• **Text section**
>>>
Lo Magret goes to Paris!

André Daguin, chef/owner of the Hôtel de France in Auch (Gers) until 1997, tells how he gave a new life to the tasty magret de canard — and made it famous in the process:

magret

“The magret was served only as “confit” in soups, cassoulets and everyone would find it dry. The only way to avoid that was to cook it less, but no one dared. I had arguments with my customers; they couldn’t believe it was duck meat! Bob Daley, the New York Times journalist, reported on the discovery of this ‘new’ meat.”

In Occitan-Gascon the word magret —from the latin magre, literally means “lean”. It is definitely the leanest piece of the canard gras — that is the fattened moulard duck raised for foie gras. To make moulard ducks fat, force-feeding is required for a few weeks.

A bas relief depiction of overfeeding geese

This ancient technique seems to be referenced as far back as the 5th century BC. The Moulard duck is a hybrid cross of Pekin and Muscovy duck. Do not confuse Moulard with the very lean wild Mallard duck.

magret

The magret is the breast that is detached from the carcass once the liver had carefully being extracted. In the canard gras nothing goes to waste. The skin is rendered for fat; the fat is then used to simmer the legs and manchons (wings). Once cooked this meat is known as le confit. Le confit is then stored in earthenware pots, covered with fat to seal it, and used throughout the winter in various preparations. The hearts (look here), livers, gizzards are pan fried with garlic and parsley, the carcasses (called “demoiselles” —or the misses) & tongues are grilled in the fireplace for snacks.

Speaking of carcasses: in 1990, while  doing an internship at the Daguin’s restaurant I witnessed a “concours de demoiselles” organized by the Château St. Mont in Plaimont (Gers). The goal of the “carcass eating/cleaning contest” is to eat as many demoiselles as possible in the least amount of time while leaving the bones clean as a whistle. The winner then stepped on a Roman scale and the opposite pan was filled with cases of Château St. Mont wine until it balanced!
<<<
• **List of tasks**
A – According to the magret article, which two breeds are crossed to produce the Moulard duck?
B – Write the next part of the magret article, picking up right after its last sentence.
The data that comes after this point is separate material, unrelated to the magret article.

• **Supplied entries**
>>>
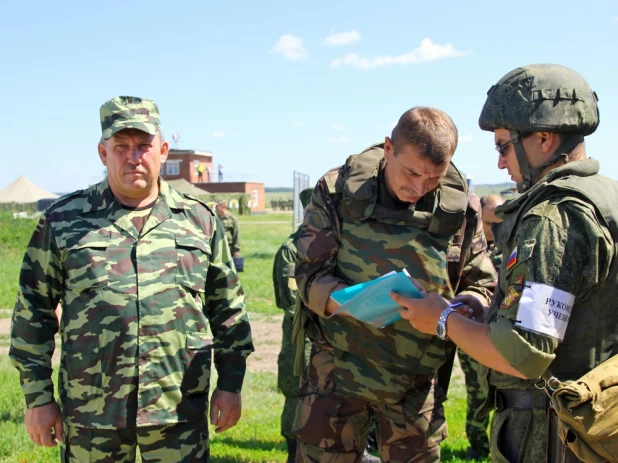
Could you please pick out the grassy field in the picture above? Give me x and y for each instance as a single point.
(256, 438)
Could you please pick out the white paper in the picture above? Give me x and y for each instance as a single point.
(544, 309)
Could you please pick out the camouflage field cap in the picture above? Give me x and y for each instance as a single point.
(305, 196)
(541, 98)
(129, 112)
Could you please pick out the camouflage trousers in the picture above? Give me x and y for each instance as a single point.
(287, 382)
(333, 428)
(476, 429)
(174, 443)
(520, 435)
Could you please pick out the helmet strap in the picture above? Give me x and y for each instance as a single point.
(524, 167)
(569, 142)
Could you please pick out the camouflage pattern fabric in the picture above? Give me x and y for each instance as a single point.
<<<
• **Responses by task**
A – The Pekin and the Muscovy duck.

B –
carte tour Eiffel

Another anecdote related to magret took place at the top floor restaurant of the Eiffel Tower in December of 1967. Jean & Renée Peyrafitte, my parents, & André & Jo Daguin, Ariane’s parents, were handed over the restaurant for La Quinzaine Midi-Pyrénées à la Tour Eiffel —two weeks of French Southwest fare in the skies of Paris — kind of the birth/ recognition of Cuisine du Terroir. I didn’t get to go, but I was 8 years old and I still remember all the excitement. The opening event was a banquet for the food writers and VIP’s. One of the most exciting items on the menu was the newly ‘dressed’ magret de canard. The magrets had been shipped from the Gers to arrive just on time, but on the morning of the event they had not yet arrived. The magrets were replaced with lamb and as in the Vatel story —though unlike Vatel my dad & André Daguin kept their calm and didn’t need to end their lifes over the problem— the magrets arrived during the luncheon. André Daguin, who like his daughter is never short of a creative idea when it comes to p.r., announced to the press that the magrets had just arrived; he showed them what they looked like, explained how to prepare them and one their way out all the diners were handed a magret wrapped in foil.  They got many write-ups, lot of word of mouth publicity and the restaurant was packed for the two full weeks!

Today you can purchase magret through the d’Artagnan website. Some specialty store have duck breast but most of the time there are Muscovy Duck breast, which are good but smaller.  One of my favorite recipe that I used to make often at the family restaurant is Magret with walnut and honey glaze. I made it the other night and yum! it is tasty.

Recipe for Magret aux Noix et au Miel:

magret sauteed

2 Moulard magrets can serve 4
1 Shallot finely chopped
½ cup of Armagnac or Brandy
1 cup of stock or 2 tablespoon of demi-glace
2 teaspoons of honey
2 Tbsp shelled walnuts
1 tbsp of unsalted butter

Score the skin of the duck magret. Do not cut into the meat, only the skin.
Salt and pepper both side.
Place in a warm skillet on the skin side — no need to add  fat, the skin will render plenty.
Cook for about 8 minutes or so on the skin side —if you like it pink. More for well done.
Flip it over on the meat side for about 4 minutes.
Remove from the pan keep the magret between two plates to avoid loss of heat.
Drain the fat from the pan except for about 1 tablespoon—keep fat to sauté potatoes.
Sauté ½ cup of shallots until translucent.
Deglaze pan with 1/2 cup of Armagnac and flambé —I alway turn off the fan when I do it.
Add 1 tablespoon of honey and 1 cup of broth or better, some demi-glace.
Let reduce, then add 2 Tbsp shelled walnuts —do not let the walnuts sit too long in the pan as they will give a bitter taste to your sauce.
Cut you magret in slices horizontally, pour all the juice in the sauce pan.
At the last minute finish your sauce with a dollop of soft butter, salt & pepper to taste.
Serve with your favorite starch.
Thanks again and again to Renée Peyrafitte for saving & scanning the original documents.
Merci à André Daguin de répondre à mes questions.
And taben mercès pla ta l’amic Marc per l’ajude dab los mots en Gascon!
Adishatz!



“The Hopeless Poem” now in English!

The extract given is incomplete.